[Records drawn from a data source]
- - -
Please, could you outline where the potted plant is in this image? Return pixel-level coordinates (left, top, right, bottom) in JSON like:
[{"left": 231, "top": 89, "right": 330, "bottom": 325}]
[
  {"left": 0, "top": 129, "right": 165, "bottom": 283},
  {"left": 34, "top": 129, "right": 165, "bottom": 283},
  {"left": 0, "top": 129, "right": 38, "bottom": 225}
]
- - -
TASK REQUIREMENTS | Arrange every line of the material as a Markdown table with two columns, Row and Line, skipping any blank lines. Number the rows in order.

RESPONSE |
| Row | Line |
|---|---|
| 1 | Please, could you outline where the potted plant is in this image? Return pixel-level coordinates (left, top, right, bottom) in JSON like: |
| 2 | [{"left": 231, "top": 89, "right": 330, "bottom": 325}] |
| 3 | [ |
| 4 |   {"left": 0, "top": 129, "right": 165, "bottom": 283}, |
| 5 |   {"left": 34, "top": 129, "right": 165, "bottom": 283}, |
| 6 |   {"left": 0, "top": 129, "right": 38, "bottom": 225} |
| 7 | ] |